Оппозиция внутри партии большевиков

 

Неудивительно, что борьба за плюрализм отразилась на самой партии большевиков. В феврале 1917-го эта партия насчитывала всего 25 000 человек. За период до октября того же года ее численность выросла примерно до 300 000 членов и продолжала быстро увеличиваться после прихода большевиков к власти. Проблему управления такой массой людей решили путем применения репрессивных мер и проведения кампаний за дисциплину. Первые крупные дебаты внутри руководства были посвящены организации советской власти. Создание 25 октября эксклюзивно большевистского правительства в форме Совнаркома во главе с Лениным разочаровало тех, кто верил, что власть перейдет к Советам. Совнарком отнял власть у ВЦИКа – Всероссийского центрального исполнительного комитета, именем которого была совершена революция. Теперь власть оказалась консолидирована в руках органа, подчиненного только партии большевиков. Другими словами, был сделан судьбоносный шаг по «замене» народной власти, представленной Советами, никому не подотчетными партийными комитетами. Ранее об этом предупреждал Лев Троцкий. Сам он к тому времени присоединился к радикалам, не отступаясь от своей теории перманентной (непрерывной) революции, чему противостояли умеренные члены партии большевиков, фактически придерживавшиеся тех же взглядов, из-за которых новое правительство, созданное после Февральской революции, стало называться «временным».

_ _ _ _ _ _ _

ФОРМУЛИРОВКА ЗАДАНИЯ
Продолжите приведенный выше текст об оппозиции внутри партии большевиков, начав сразу после его последнего предложения.

_ _ _ _ _ _ _

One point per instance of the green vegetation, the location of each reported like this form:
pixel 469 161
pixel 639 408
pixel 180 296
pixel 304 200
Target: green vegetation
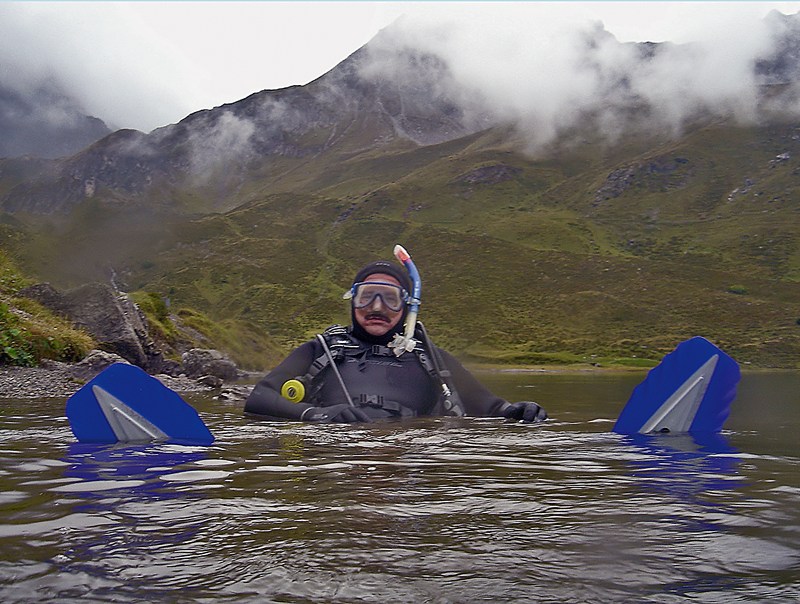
pixel 592 254
pixel 30 333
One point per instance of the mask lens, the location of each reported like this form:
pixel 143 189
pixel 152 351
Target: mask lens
pixel 392 296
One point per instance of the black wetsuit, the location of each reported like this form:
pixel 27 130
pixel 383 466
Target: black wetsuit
pixel 379 382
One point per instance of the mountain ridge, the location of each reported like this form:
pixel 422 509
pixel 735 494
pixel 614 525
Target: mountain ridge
pixel 590 246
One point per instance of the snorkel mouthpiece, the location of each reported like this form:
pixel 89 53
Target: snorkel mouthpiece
pixel 406 342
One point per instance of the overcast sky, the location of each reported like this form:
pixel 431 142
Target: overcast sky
pixel 146 64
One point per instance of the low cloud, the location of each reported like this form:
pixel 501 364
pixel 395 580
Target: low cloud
pixel 546 77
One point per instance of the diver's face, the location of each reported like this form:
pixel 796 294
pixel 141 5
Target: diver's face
pixel 377 319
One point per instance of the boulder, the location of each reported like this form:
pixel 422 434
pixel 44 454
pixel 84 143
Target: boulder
pixel 109 316
pixel 94 363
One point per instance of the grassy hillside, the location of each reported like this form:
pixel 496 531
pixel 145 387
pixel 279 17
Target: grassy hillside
pixel 588 252
pixel 30 333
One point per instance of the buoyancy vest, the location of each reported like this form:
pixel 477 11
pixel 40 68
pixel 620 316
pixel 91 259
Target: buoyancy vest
pixel 380 382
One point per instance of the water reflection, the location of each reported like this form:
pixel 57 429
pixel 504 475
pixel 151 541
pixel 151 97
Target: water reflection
pixel 432 510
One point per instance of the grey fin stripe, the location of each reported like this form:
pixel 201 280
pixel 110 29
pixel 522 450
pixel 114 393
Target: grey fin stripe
pixel 127 424
pixel 678 411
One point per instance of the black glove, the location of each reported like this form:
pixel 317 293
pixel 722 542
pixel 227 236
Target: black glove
pixel 525 411
pixel 342 413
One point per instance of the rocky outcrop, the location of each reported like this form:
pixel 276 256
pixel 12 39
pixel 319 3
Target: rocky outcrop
pixel 111 318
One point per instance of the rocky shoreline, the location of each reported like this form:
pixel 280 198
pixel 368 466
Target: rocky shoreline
pixel 61 380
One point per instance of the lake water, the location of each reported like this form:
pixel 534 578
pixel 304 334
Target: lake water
pixel 430 510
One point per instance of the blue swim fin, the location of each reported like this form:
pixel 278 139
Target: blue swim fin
pixel 125 404
pixel 691 390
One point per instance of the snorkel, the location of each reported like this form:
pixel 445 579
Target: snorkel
pixel 406 342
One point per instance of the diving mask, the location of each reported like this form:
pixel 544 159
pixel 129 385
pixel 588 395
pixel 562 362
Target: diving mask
pixel 365 293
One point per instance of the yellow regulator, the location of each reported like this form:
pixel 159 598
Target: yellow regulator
pixel 293 390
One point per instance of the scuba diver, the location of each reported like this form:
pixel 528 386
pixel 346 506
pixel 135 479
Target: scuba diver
pixel 361 373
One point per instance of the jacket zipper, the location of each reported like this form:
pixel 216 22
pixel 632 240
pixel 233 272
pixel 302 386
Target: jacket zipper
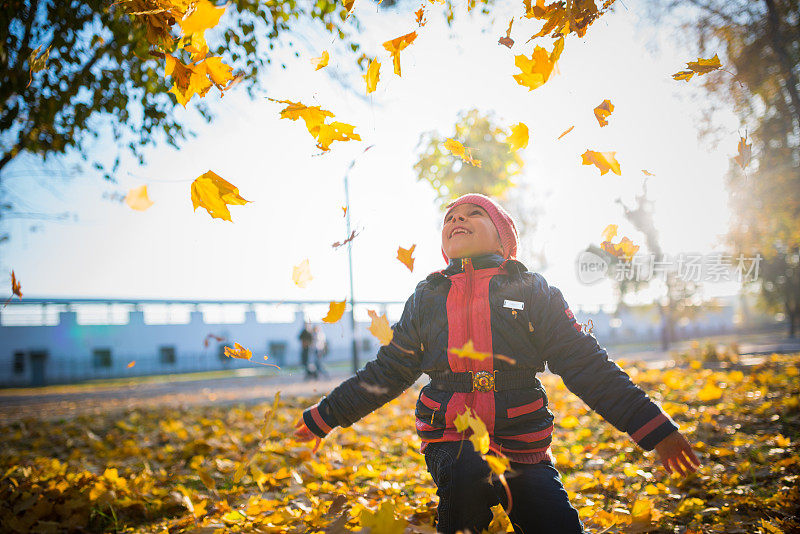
pixel 466 265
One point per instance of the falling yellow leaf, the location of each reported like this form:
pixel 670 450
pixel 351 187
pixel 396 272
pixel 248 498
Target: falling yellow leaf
pixel 605 161
pixel 315 118
pixel 404 255
pixel 372 76
pixel 743 159
pixel 205 15
pixel 565 132
pixel 420 13
pixel 536 70
pixel 609 232
pixel 137 198
pixel 507 41
pixel 465 153
pixel 468 351
pixel 335 311
pixel 519 137
pixel 380 328
pixel 699 67
pixel 215 194
pixel 321 61
pixel 603 111
pixel 394 47
pixel 238 352
pixel 301 274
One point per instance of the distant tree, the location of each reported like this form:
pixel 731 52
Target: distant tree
pixel 759 44
pixel 452 177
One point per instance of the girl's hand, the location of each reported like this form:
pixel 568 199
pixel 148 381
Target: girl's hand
pixel 303 433
pixel 676 454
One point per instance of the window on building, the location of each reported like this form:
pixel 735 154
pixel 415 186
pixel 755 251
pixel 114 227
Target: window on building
pixel 19 362
pixel 166 354
pixel 101 357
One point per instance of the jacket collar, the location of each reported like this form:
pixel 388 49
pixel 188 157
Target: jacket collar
pixel 484 261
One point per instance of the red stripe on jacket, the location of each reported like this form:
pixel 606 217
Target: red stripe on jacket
pixel 469 319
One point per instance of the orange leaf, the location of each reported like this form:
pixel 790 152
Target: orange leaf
pixel 301 274
pixel 602 112
pixel 394 47
pixel 419 14
pixel 335 311
pixel 372 76
pixel 743 159
pixel 404 255
pixel 465 153
pixel 137 198
pixel 238 352
pixel 205 15
pixel 321 61
pixel 536 70
pixel 380 328
pixel 507 40
pixel 605 161
pixel 215 194
pixel 519 136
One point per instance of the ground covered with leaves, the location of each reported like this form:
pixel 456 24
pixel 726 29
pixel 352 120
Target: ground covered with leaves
pixel 216 468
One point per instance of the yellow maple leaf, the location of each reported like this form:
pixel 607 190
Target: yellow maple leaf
pixel 335 131
pixel 372 76
pixel 335 311
pixel 205 15
pixel 536 70
pixel 217 71
pixel 744 148
pixel 214 194
pixel 321 61
pixel 699 67
pixel 457 149
pixel 468 351
pixel 380 327
pixel 519 137
pixel 603 111
pixel 315 118
pixel 498 464
pixel 397 44
pixel 404 255
pixel 137 198
pixel 605 161
pixel 238 352
pixel 609 232
pixel 301 274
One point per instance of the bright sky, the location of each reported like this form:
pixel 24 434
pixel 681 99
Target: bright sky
pixel 169 251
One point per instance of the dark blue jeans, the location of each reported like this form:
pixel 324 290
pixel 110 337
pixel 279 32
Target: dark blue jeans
pixel 467 489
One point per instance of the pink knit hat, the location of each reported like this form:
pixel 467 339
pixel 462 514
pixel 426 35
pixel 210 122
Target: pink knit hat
pixel 500 217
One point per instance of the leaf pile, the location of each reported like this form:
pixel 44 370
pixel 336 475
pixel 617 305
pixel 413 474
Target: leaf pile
pixel 231 469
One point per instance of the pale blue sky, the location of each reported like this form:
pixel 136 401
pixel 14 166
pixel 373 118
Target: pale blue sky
pixel 169 251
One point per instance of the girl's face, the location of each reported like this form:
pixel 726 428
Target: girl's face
pixel 469 231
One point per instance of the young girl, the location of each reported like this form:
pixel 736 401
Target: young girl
pixel 487 297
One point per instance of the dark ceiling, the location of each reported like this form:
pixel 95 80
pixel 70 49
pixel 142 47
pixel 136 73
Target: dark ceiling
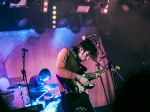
pixel 124 32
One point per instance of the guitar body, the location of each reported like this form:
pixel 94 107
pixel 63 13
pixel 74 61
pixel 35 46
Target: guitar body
pixel 73 86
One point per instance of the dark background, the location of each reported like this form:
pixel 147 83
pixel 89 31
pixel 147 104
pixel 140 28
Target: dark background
pixel 125 34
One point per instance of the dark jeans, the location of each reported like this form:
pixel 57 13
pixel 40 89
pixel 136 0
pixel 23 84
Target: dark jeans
pixel 69 105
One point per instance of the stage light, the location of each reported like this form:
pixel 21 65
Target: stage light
pixel 62 22
pixel 44 7
pixel 54 21
pixel 54 12
pixel 23 22
pixel 17 3
pixel 54 7
pixel 103 3
pixel 87 20
pixel 74 24
pixel 140 3
pixel 54 26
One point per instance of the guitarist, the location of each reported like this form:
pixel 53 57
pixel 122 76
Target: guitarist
pixel 67 67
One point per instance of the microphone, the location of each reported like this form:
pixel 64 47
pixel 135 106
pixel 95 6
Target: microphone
pixel 25 50
pixel 90 36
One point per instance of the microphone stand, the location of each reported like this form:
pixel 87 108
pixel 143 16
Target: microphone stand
pixel 98 64
pixel 24 74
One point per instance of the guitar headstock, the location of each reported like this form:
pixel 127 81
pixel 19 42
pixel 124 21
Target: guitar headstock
pixel 115 68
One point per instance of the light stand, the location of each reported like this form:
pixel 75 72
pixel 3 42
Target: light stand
pixel 24 73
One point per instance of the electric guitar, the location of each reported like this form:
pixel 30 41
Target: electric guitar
pixel 74 88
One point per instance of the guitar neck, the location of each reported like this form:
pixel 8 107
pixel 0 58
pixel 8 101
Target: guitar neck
pixel 92 75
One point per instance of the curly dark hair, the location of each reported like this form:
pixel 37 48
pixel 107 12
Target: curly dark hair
pixel 45 72
pixel 87 45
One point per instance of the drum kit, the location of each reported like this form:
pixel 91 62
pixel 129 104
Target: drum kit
pixel 54 100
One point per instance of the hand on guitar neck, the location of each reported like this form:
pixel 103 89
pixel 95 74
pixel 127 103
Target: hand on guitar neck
pixel 83 80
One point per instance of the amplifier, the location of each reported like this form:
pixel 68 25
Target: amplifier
pixel 34 108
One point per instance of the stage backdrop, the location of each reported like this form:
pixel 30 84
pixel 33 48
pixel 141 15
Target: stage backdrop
pixel 42 53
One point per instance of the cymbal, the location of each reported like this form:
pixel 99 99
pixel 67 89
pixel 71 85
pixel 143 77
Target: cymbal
pixel 17 86
pixel 44 88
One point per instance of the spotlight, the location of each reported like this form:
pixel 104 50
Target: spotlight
pixel 62 22
pixel 140 3
pixel 87 20
pixel 103 3
pixel 38 23
pixel 14 1
pixel 74 24
pixel 23 22
pixel 44 6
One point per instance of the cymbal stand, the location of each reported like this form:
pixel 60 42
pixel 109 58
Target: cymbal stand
pixel 37 100
pixel 22 95
pixel 24 73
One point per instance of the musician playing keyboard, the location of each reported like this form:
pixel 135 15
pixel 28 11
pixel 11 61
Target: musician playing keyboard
pixel 67 67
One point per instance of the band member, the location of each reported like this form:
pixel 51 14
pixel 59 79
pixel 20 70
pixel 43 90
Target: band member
pixel 67 67
pixel 38 81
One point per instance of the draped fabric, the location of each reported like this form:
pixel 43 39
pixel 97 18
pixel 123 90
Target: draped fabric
pixel 42 53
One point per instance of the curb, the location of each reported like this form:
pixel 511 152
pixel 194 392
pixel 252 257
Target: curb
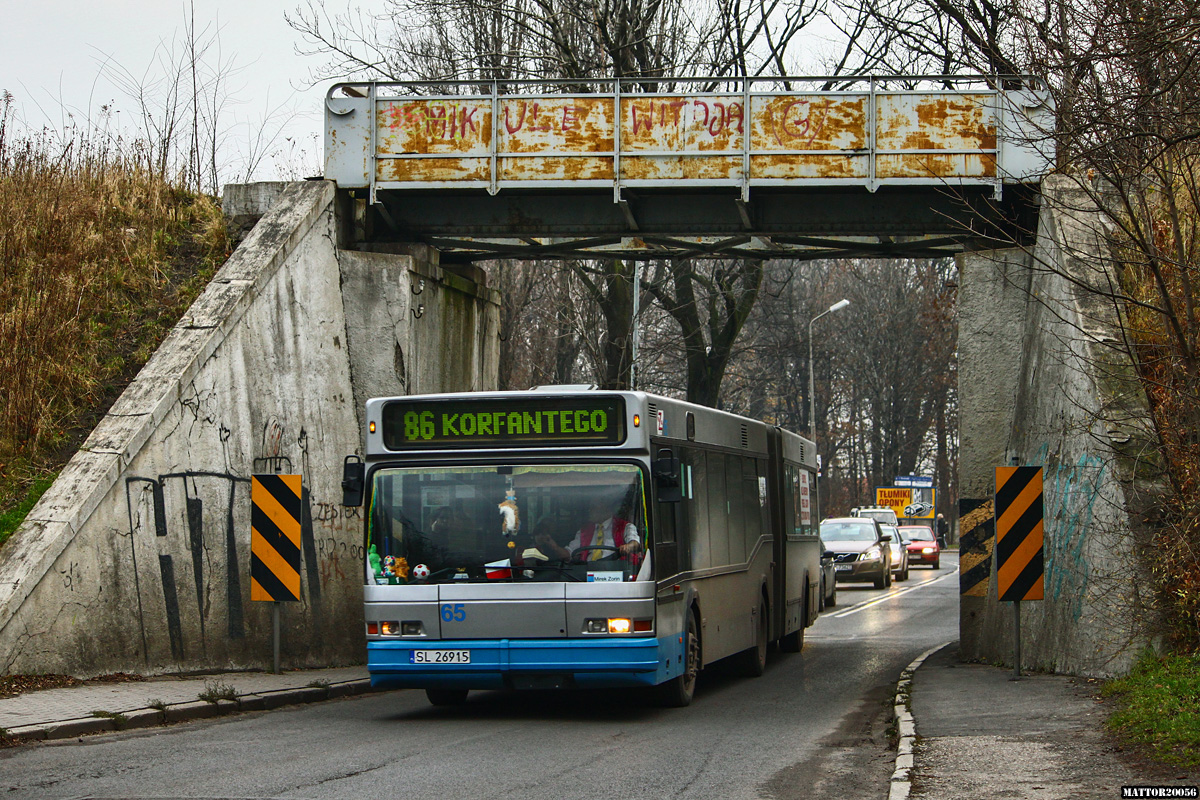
pixel 901 779
pixel 185 711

_ _ _ _ _ _ _

ОБРАЗЕЦ РЕШЕНИЯ
Они возражали против совершенного Лениным переворота, аргументируя это тем, что его метод захвата власти приведет к правлению через насилие и к гражданской войне. Для этих умеренных большевиков революция отнюдь не была непрерывной и постоянной. Коалиционисты призывали к расширению правительства с тем, чтобы оно включало все представленные в советах партии. Группа, в которую входили Лев Каменев, Григорий Зиновьев и Алексей Рыков, настаивала на формировании коалиционного правительства с участием умеренных социалистов, настроенных против войны. Они считали, что в новой системе должно быть место и для других организаций, помимо Советов. Этот вопрос был для них настолько принципиален, что они ушли из нового правительства, предупредив, что политика Ленина приведет к гражданской войне[368]. В ноябре Ленин согласился разделить власть с левыми эсерами, которые были тогда отдельной партией. Такой баланс сил сохранялся до марта 1918 г., однако после приписанной им попытки восстания 6 июля левые эсеры подверглись суровым преследованиям. Коалиционисты потерпели поражение после ожесточенной борьбы. Это стало первым крупным конфликтом внутри партии власти. Предостережения коалиционистов оказались пророческими: насильственную власть режима укрепило создание в декабре 1917 г. тайной полиции – ЧК, а также начало – с августа 1918 г. – Красного террора. При этом глава Моссовета Лев Каменев оставался самым последовательным критиком предоставления широких полномочий тайной полиции.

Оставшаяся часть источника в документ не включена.